BRIEF >> Exact copies are required of the lines from the line containing "drawer, I would be thankful." through the final line of the listing, both included, and of no other lines.

::::::::

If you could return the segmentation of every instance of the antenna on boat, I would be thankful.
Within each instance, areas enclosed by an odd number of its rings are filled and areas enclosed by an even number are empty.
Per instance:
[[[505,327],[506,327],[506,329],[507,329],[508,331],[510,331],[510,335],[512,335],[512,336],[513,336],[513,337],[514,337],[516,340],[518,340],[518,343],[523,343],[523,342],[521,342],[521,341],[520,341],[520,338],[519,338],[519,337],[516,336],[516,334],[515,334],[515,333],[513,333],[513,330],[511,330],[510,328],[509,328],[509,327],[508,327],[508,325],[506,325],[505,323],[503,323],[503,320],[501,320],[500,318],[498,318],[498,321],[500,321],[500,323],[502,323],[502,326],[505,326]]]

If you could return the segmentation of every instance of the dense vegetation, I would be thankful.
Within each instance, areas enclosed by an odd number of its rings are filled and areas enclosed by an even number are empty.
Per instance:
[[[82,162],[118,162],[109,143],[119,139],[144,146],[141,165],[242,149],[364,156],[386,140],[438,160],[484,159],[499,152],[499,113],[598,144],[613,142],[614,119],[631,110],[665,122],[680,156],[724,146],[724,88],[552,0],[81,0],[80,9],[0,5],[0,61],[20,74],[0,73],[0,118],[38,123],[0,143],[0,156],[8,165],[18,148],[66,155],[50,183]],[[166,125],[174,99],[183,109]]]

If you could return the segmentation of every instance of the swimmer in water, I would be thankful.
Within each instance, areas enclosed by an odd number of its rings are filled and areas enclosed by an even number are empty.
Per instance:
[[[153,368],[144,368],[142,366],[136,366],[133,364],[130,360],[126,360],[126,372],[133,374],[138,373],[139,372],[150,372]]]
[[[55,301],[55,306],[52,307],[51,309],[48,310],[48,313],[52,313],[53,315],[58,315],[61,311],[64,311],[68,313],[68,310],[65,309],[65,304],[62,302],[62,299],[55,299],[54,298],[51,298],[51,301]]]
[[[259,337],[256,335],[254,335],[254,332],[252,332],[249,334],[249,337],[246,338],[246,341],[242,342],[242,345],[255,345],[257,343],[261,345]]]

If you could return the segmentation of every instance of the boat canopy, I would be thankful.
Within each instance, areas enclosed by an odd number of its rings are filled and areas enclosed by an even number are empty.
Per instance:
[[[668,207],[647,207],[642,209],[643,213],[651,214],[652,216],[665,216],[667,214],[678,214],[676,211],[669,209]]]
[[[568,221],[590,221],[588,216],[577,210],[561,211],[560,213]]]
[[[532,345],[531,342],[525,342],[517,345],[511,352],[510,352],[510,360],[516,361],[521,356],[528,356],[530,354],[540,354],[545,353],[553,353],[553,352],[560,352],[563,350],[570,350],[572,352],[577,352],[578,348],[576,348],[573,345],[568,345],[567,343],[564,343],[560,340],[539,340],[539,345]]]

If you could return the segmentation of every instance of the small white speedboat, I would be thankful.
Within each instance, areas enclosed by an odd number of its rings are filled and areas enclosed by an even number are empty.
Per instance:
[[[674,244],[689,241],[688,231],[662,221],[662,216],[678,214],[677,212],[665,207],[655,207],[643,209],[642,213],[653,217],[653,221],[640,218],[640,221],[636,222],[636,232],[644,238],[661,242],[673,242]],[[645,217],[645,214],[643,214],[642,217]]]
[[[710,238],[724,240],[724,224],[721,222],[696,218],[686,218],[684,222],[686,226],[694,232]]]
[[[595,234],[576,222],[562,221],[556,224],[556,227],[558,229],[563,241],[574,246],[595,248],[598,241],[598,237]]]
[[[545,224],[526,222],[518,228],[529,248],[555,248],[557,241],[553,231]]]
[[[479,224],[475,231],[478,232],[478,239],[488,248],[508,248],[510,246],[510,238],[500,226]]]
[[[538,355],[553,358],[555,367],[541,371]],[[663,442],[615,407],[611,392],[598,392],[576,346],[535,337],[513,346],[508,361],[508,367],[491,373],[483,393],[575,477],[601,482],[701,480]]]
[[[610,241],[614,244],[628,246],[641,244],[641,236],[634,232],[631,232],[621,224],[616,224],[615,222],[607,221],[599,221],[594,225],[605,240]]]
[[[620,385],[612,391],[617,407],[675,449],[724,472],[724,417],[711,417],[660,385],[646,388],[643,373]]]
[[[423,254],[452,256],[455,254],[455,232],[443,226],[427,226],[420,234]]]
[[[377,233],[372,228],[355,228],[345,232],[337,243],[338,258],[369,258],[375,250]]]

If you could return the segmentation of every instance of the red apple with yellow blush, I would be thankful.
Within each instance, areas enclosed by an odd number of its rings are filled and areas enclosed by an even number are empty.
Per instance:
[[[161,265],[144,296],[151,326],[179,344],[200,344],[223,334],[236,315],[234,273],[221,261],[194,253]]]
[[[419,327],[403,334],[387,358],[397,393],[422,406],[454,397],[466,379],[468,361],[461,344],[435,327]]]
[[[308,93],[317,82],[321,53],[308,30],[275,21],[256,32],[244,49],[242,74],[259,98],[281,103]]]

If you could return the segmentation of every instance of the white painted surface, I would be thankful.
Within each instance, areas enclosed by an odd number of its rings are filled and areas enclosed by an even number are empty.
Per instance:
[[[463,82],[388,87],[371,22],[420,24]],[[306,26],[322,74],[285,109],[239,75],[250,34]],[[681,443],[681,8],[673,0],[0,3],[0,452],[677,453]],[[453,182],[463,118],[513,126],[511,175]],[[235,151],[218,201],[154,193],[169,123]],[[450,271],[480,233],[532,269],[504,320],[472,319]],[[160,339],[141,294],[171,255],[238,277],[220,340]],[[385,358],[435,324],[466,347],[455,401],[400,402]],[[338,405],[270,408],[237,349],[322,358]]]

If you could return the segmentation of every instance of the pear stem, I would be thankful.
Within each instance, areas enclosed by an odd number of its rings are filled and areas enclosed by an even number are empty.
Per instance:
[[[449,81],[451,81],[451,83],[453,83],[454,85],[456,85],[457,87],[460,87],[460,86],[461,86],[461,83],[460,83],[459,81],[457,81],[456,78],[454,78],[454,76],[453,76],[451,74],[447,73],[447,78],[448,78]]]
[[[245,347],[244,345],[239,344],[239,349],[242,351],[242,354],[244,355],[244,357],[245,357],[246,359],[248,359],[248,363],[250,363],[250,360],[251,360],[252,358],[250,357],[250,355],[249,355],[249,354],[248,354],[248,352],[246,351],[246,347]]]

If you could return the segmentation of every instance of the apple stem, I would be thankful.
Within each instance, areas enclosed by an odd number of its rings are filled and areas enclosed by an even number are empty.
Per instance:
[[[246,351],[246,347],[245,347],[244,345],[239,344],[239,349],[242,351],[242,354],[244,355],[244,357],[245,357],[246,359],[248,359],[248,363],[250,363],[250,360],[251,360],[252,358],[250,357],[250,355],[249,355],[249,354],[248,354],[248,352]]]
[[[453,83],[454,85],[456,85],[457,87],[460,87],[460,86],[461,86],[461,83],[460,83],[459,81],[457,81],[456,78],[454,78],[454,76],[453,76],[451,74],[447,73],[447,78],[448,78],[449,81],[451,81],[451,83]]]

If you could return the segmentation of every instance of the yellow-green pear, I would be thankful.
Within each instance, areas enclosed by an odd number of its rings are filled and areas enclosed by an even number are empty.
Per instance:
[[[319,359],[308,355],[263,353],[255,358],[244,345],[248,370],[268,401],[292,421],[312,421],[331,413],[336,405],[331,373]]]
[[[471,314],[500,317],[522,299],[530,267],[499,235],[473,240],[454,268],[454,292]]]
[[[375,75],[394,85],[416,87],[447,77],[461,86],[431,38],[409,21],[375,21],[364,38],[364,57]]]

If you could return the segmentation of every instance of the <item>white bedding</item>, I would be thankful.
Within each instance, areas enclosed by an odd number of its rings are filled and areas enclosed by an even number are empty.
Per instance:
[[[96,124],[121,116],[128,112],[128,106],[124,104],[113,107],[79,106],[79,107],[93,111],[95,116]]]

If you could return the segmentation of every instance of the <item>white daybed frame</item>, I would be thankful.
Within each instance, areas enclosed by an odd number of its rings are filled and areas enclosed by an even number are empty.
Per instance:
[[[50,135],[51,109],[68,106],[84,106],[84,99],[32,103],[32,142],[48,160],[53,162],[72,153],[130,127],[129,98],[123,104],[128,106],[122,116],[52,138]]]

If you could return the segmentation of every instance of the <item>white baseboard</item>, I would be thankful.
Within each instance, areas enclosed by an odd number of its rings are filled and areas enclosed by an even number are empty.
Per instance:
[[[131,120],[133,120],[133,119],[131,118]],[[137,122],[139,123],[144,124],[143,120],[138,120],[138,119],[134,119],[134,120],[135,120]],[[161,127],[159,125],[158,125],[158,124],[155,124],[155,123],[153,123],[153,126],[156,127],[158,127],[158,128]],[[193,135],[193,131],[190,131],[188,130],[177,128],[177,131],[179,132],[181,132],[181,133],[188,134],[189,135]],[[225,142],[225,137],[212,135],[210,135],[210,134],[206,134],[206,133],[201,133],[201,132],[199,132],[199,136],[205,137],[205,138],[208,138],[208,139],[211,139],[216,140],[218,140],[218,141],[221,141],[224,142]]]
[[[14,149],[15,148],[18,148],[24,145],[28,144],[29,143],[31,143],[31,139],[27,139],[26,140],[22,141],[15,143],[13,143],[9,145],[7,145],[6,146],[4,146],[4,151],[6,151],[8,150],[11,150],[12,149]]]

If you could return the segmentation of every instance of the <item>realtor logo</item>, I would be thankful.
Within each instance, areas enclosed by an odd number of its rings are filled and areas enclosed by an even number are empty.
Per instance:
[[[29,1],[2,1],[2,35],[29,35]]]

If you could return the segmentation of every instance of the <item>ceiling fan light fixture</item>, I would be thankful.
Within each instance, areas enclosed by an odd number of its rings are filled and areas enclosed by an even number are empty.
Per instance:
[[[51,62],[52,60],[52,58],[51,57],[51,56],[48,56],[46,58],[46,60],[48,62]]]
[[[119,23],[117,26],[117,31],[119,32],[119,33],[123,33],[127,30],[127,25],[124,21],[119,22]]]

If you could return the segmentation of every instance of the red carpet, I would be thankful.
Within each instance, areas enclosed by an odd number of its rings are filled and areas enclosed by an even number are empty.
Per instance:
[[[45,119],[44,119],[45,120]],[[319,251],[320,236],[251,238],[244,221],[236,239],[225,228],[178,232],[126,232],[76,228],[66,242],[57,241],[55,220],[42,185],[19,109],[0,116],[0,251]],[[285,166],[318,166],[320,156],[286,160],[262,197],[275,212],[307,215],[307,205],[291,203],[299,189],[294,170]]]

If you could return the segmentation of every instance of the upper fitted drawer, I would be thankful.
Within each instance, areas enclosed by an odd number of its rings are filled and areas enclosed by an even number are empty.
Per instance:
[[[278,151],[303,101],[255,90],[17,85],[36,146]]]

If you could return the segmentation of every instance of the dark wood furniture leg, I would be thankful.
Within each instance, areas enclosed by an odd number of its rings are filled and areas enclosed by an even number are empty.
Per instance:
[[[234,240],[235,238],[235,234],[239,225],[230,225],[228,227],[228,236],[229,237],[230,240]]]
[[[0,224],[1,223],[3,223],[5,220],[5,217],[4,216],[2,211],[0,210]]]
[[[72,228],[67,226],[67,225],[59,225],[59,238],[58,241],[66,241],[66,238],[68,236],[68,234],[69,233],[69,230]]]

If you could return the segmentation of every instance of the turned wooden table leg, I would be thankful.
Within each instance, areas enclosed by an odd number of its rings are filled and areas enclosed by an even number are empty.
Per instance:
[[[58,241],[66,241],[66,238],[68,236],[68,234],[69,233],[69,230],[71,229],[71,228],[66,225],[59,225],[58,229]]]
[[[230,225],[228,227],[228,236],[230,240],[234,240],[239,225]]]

::::::::

FINISHED TASK >>
If you could return the segmentation of every instance of the upper fitted drawer, I would be thankful.
Within each instance, areas enclosed by an odd number of its rings are filled and areas enclosed by an even number are empty.
Per instance:
[[[278,151],[303,101],[255,90],[17,85],[36,146]]]

If you could return the segmentation of every instance of the dark wood furniture leg, I would be thankful.
Within each instance, areas enclosed by an odd number of its rings are filled and areas enclosed by an even number are empty.
Per instance:
[[[234,240],[235,238],[235,234],[239,225],[230,225],[228,227],[228,236],[229,237],[230,240]]]
[[[0,224],[1,223],[3,223],[5,220],[5,217],[4,216],[2,211],[0,210]]]
[[[72,228],[67,226],[67,225],[59,225],[59,238],[58,241],[66,241],[66,238],[68,236],[68,234],[69,233],[69,230]]]

If you could return the segmentation of every instance of the turned wooden table leg, I would be thankful.
Within each instance, areas enclosed by an odd number of its rings are filled and areas enclosed by an even number are empty.
Per instance:
[[[58,241],[66,241],[66,238],[68,236],[68,234],[69,233],[69,230],[71,229],[71,228],[66,225],[59,225],[58,229]]]
[[[230,225],[228,227],[228,236],[230,240],[234,240],[239,225]]]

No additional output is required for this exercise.